* _GOAL 1_
Lay out everything in the records from the line containing "written like [96,360]." down to the end of the records as a numbered list, skipping blank lines. Leave the pictures out of the list.

::::

Did you buy the 20070910 model?


----------



## vwaldoguy (Jun 11, 2015)

daRicksta, I did buy that 20070910 model, 30", no window.  Old school for me. Want to get into smoking, but didn't want to break my bank.  It's for just my wife and myself, so decided to go small.


----------



## daricksta (Jun 11, 2015)

vwaldoguy said:


> daRicksta, I did buy that 20070910 model, 30", no window.  Old school for me. Want to get into smoking, but didn't want to break my bank.  It's for just my wife and myself, so decided to go small.


vwaldoguy, as I wrote elsewhere in this thread, that's the same smoker I have. What knocks me out every time is how such a small smoker can produce food that, to me, rivals the food put out by BBQ restaurants in town. We have a Dickey's BBQ Pit in town, I've had their baby back ribs, and I prefer what comes out of my MES. I just smoked a brisket a couple of weeks ago and I'm confident I won't find a better tasting BBQ brisket anywhere. My wife loved it.

Like you, I bought the MES 30 because I didn't need a large smoker. There were only four of us in the home at the time and now, for most of the year, there's only two since my daughter is on her own and my son is going to college out of state. However, at times it would be nice to have a MES 40 for the additional cooking space when I'm smoking racks of ribs and a large brisket. But meat shrinks when it cooks so everything ends up being the perfect size for the 30-inch smoker.

::::

* _GOAL 2_
Output everything in the smoker thread from "## vwaldoguy (Jun" down to "daricksta (Jun 11, 2015)", copied word for word.

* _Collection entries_
::::

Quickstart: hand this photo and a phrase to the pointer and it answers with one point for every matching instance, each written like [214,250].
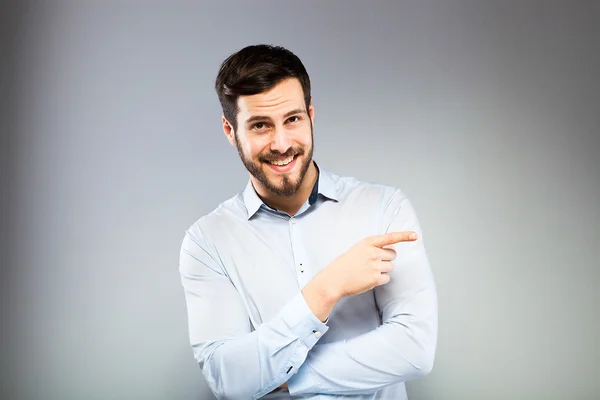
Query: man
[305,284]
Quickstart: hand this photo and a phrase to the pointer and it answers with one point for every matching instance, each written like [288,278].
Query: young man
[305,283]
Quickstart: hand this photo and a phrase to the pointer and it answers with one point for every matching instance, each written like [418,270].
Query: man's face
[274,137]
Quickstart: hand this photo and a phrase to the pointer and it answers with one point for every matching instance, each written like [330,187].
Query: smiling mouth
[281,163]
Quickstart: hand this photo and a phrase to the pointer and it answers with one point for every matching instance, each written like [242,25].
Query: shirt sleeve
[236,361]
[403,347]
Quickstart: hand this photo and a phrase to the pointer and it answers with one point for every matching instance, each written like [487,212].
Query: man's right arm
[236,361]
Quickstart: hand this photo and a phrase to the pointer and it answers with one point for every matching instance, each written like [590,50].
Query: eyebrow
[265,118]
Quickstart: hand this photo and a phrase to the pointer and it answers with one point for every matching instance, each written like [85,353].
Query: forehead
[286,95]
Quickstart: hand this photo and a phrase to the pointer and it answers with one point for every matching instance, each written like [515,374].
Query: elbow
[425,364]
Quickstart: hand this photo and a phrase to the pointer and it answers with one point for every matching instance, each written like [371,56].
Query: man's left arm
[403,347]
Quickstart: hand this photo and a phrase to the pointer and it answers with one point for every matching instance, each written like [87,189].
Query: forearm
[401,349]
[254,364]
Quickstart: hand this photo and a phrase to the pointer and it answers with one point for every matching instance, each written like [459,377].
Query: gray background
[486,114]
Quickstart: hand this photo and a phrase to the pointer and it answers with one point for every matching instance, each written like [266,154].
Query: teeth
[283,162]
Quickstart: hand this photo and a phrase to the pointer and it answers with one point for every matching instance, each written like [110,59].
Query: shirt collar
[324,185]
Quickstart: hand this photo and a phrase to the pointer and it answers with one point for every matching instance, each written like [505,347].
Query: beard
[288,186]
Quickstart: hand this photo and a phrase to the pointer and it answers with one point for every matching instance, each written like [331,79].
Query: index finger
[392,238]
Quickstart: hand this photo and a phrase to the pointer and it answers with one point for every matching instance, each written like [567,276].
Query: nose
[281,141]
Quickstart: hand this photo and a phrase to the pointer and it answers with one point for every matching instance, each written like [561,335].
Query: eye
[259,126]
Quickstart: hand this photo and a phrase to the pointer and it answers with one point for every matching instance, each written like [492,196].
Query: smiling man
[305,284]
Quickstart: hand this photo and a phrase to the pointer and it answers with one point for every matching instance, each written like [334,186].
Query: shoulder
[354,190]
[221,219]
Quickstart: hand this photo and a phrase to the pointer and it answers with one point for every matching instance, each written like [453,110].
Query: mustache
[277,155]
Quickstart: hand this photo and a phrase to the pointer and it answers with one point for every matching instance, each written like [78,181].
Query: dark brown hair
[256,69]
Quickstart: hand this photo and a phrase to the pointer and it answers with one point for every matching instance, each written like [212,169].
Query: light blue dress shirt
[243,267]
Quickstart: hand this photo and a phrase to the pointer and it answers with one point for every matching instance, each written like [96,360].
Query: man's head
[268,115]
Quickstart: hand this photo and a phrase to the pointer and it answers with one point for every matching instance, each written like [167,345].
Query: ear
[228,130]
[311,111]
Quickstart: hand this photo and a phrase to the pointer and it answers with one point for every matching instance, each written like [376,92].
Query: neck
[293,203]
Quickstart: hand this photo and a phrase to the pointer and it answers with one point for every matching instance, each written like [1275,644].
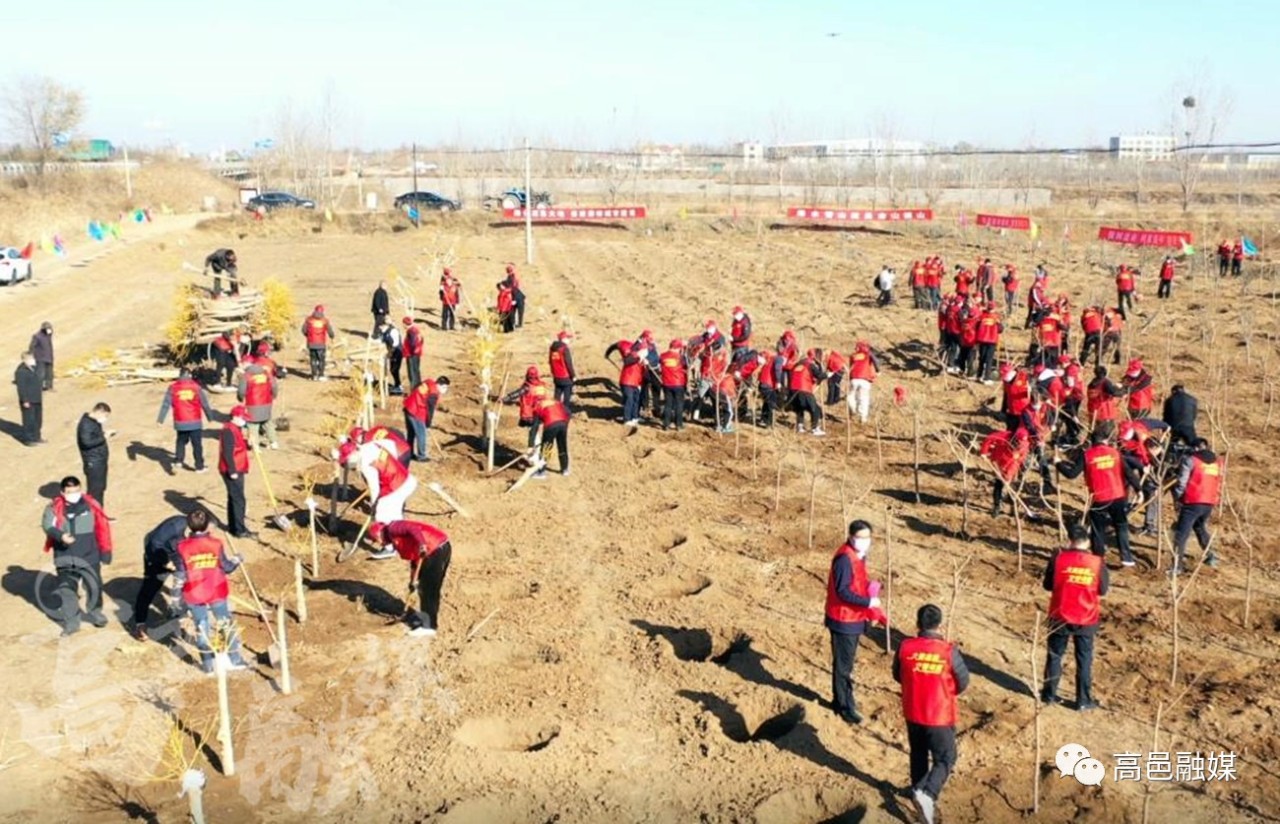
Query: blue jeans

::::

* _FINISHED ANSWER 1_
1. Quickstart: hand this photo and a phrase to the pointer and it answers with one point for every matching instance, each written like [96,360].
2. Query: man's head
3. [268,115]
4. Quickstart: hand this photo and a phrase to the pointer and it answers with one point for every matching instance, each written like [167,345].
5. Query: ear
6. [228,130]
7. [311,111]
8. Quickstart: hand this photo and a phrase to the pointer and it answers with one point for every matching instance, each written like [376,92].
9. Query: neck
10. [293,203]
11. Quickstart: hand this photo and a phrase to the pointer and it answers with one point for every matching instance, each written like [1275,644].
12. Query: blue jeans

* _FINISHED ANSWER 2_
## vwaldoguy (Jun 11, 2015)

daRicksta, I did buy that 20070910 model, 30", no window.  Old school for me. Want to get into smoking, but didn't want to break my bank.  It's for just my wife and myself, so decided to go small.


----------



## daricksta (Jun 11, 2015)